Julie's favorite books »


You Win Some, You Lose Some

We’re in the midst of baseball season, and I hate to tell you, but I must: it’s not going all that well.  We’re having a losing season.  The boys have won a few games, glory be, but our losses dominate.  In one game we blew a ten-run lead; we’ve had hitting slumps and pitching slumps; we’ve had mistakes and overthrows and have watched a ground ball roll into the outfield through the legs of – not one, not two – three boys.  At one game the kids were chanting this inane rhyme that concludes with “we are the best team in his-to-ry,” and I slid off the bleachers and I gave my kids the universal sign for ZIP IT.  I later told them you don’t chant that when your record is 4-9. 

This season, I’ve discovered that baseball parents are insane.  And when I refer to parents, I also mean me.  It takes me about 3.6 seconds to go from sweetly cheering for my children to glaring at the opposing coach and cursing the day he was born.  Baseball season has reminded me that I have a cold, black heart (first discovered at Disneyland in 2013).  I find myself sitting in the bleachers muttering incantations when my kid hits a pop fly, praying that little Johnny in the outfield will totally blow his big chance and drop that ball like a hot potato.  I know virtually nothing about baseball, and yet I say things like, “That looked like a strike to me,” although I keep it quiet so I don’t get kicked out for heckling the underage umpires.  Who wants to hassle a twelve-year-old who’s just trying to get some money for a new skateboard?  Me, apparently.  When, in the midst of a post-loss self-esteem crisis, I asked Mando if I was becoming an annoying baseball mom, he very gently informed me that when the ball is hit, I should not stand up and scream, “CATCH IT CATCH IT CATCH IT!”  He said this “might be a little stressful” for the kids and “doesn’t really help.”  Seeing as I REQUESTED this constructive criticism, I spent the rest of the night glaring at him and saying things like, “Why are you always evaluating me?  Why can’t you just accept me for who I AM?”  He likes this.

Point placement records:
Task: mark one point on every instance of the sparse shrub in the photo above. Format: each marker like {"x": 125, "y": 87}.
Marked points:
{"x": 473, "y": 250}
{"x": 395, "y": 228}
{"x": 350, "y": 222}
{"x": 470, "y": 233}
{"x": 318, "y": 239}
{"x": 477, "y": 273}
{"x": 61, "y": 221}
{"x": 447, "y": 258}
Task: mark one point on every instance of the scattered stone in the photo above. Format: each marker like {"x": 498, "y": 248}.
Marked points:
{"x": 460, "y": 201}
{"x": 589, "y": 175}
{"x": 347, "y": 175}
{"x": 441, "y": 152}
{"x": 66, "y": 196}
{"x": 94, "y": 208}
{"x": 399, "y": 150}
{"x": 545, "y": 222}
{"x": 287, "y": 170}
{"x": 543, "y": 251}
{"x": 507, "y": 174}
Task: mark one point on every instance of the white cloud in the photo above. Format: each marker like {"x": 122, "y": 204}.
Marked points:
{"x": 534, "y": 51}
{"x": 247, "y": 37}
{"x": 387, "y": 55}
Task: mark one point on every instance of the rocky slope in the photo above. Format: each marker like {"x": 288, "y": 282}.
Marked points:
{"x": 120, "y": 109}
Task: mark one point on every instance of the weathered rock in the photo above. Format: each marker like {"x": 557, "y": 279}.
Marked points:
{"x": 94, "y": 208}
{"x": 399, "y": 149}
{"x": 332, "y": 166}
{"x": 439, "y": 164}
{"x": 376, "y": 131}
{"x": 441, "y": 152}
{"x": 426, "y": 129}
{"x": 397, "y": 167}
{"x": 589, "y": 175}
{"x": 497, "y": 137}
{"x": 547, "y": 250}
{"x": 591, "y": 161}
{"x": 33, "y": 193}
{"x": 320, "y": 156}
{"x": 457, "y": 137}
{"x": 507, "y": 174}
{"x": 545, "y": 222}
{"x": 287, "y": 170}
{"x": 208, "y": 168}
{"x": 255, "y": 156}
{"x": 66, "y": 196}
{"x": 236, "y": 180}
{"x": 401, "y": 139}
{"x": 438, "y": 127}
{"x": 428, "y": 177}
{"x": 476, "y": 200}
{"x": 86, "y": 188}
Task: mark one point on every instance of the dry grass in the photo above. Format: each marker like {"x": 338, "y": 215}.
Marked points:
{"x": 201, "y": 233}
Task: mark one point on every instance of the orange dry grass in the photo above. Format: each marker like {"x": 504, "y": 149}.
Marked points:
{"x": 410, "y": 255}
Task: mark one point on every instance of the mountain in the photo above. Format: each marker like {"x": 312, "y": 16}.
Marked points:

...

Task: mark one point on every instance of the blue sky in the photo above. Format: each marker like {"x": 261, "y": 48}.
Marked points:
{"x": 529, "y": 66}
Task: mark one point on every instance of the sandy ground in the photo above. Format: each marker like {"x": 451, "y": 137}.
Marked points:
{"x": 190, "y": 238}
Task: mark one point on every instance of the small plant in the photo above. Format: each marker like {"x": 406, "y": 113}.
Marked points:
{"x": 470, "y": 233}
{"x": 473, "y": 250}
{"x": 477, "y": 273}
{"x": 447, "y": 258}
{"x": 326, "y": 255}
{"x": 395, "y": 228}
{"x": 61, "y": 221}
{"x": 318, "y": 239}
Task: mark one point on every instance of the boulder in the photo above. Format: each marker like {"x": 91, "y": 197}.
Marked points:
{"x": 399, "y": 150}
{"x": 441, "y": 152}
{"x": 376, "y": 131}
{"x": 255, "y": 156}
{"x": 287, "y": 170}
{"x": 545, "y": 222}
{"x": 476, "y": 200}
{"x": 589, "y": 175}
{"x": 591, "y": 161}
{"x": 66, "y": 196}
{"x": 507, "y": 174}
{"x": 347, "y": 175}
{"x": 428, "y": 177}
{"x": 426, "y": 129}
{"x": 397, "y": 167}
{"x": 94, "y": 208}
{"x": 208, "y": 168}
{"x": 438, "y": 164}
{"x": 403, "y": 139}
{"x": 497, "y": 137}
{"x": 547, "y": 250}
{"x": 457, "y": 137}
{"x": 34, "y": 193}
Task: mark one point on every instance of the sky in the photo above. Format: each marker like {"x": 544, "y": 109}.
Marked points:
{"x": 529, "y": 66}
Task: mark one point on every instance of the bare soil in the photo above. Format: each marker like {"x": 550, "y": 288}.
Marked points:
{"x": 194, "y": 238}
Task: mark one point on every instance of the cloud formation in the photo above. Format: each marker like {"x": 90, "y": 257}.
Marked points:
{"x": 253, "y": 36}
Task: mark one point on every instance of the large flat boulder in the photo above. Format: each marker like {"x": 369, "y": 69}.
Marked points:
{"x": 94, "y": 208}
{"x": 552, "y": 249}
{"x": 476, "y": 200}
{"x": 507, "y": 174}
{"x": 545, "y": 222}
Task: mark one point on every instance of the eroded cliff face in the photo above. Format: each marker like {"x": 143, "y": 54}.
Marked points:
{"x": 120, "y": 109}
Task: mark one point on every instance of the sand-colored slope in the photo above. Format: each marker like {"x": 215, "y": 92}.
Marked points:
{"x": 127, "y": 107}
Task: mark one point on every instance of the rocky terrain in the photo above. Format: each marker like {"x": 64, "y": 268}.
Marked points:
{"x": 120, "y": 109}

STATED GOAL A: Pull out every line of the entries that contains the word "rocky", treating uppercase and lowercase letters as different.
STATED GOAL B: Write the next part of the piece about a losing baseball season, picking up right after its final sentence.

OUTPUT A:
Task: mark one point on every instance of the rocky slope in the photo above. Format: each marker like {"x": 288, "y": 282}.
Task: mark one point on every instance of the rocky terrain in the photo above. Format: each marker like {"x": 64, "y": 268}.

OUTPUT B:
When we left the game this past weekend (another loss, sigh) we were hot and tired and discouraged.  In addition to the team’s record, the boys have had their individual ups and downs; it’s tough to hide out in a baseball game.  There’s enough time for the crowd’s attention to shift, so one second you’re doing nothing and then, a second later, you better be doing precisely the right something because now everyone is watching (don’t screw it up).  We all know, on a reasonable, cognitive, sane parent level, that kids’ sports aren’t merely about winning, and that it’s just a game, and that no scholarships are being handed out this week.  But still: I prefer winning, because I simply find it to be more pleasant.  The boys have said as much: “I’m tired of losing.”  And there’s no adequate response, except to say it like it is: sometimes life is like that.  Sometimes it’s just a losing season. 

Effort and results don’t always correlate.  You can work hard and hit the gym and still come up woefully short.  You can practice and practice and still strike out at every game.  You can eat the kale and still get sick.  You can lecture until you’re blue in the face and your children will still insist on making that idiotic choice.  No matter what, some people will never want to be your friend.  So little, it turns out, is under your control.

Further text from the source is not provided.